• **Excerpt**:
^^^^^^^^^^^^^^^^

Symposium Proposal: How To Be Blind
For my symposium presentation, I want to go beyond the clinical definitions of visual impairment and dive into the lived experience. As someone with low vision, I know that people often lack a real understanding of what it’s like to navigate the world with impaired sight. My goal is to bridge that gap by offering a tangible, firsthand perspective.
This topic is critical because misconceptions and a lack of awareness can lead to frustration and isolation for many people with visual conditions. My own personal experience drives the concept of my symposium. I myself have encountered countless situations where a simple lack of understanding has created a barrier. And I have heard of so many others experiencing the exact same because of their visual abilities. By sharing my story and the stories of others, I believe we can create a more inclusive community inside the classroom and out. Instead of just hearing about low vision, the class will get to experience a simulation of it. This will challenge assumptions and encourage everyone to think about how their own environment might feel to someone with a different visual capacity.
My presentation will be interactive and experiential, not a traditional lecture. The core of my plan is to intentionally blur or distort my visual aids, such as slides and text, to mimic my own visual experience. The class will be invited to read or view the presentation as if they have low vision, highlighting the common frustration of accessing information that others take for granted. I may even have the class try simple tasks while wearing special glasses or goggles that blur their vision. This direct, kinesthetic experience will be my main tool for teaching the class on the topic, especially in a more impactful and memorable way.

^^^^^^^^^^^^^^^^

• **Data records**:
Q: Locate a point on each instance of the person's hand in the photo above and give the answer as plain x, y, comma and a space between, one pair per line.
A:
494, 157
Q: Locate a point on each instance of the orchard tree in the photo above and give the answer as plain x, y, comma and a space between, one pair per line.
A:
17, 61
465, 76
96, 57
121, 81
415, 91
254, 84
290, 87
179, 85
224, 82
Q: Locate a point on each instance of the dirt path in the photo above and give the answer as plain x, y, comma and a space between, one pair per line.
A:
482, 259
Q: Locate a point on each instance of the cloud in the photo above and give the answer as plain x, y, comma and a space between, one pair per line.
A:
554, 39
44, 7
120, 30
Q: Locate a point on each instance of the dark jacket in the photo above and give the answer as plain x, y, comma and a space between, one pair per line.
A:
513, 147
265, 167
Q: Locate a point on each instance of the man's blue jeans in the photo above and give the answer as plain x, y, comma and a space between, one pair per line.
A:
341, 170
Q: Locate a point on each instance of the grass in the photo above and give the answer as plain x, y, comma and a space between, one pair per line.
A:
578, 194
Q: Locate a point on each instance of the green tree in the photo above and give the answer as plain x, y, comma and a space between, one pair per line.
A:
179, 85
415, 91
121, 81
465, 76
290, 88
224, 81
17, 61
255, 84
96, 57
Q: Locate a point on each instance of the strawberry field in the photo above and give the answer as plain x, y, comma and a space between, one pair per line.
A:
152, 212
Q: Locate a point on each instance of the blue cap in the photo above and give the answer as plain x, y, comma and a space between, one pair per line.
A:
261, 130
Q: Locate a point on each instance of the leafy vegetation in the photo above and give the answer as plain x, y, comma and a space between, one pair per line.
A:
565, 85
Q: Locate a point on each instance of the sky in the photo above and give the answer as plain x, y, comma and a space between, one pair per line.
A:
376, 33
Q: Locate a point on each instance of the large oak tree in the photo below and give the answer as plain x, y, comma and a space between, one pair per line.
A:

^^^^^^^^^^^^^^^^

• **Work instructions**:
- 1) In the symposium proposal, what does the presenter plan to blur or distort on purpose?
- 2) Return the passage of the symposium proposal starting with "This topic is" and going on through "different visual capacity.".
The rows have nothing to do with the symposium proposal.

• **Exercise answers**:
- 1) The visual aids, such as slides and text.

- 2)
This topic is critical because misconceptions and a lack of awareness can lead to frustration and isolation for many people with visual conditions. My own personal experience drives the concept of my symposium. I myself have encountered countless situations where a simple lack of understanding has created a barrier. And I have heard of so many others experiencing the exact same because of their visual abilities. By sharing my story and the stories of others, I believe we can create a more inclusive community inside the classroom and out. Instead of just hearing about low vision, the class will get to experience a simulation of it. This will challenge assumptions and encourage everyone to think about how their own environment might feel to someone with a different visual capacity.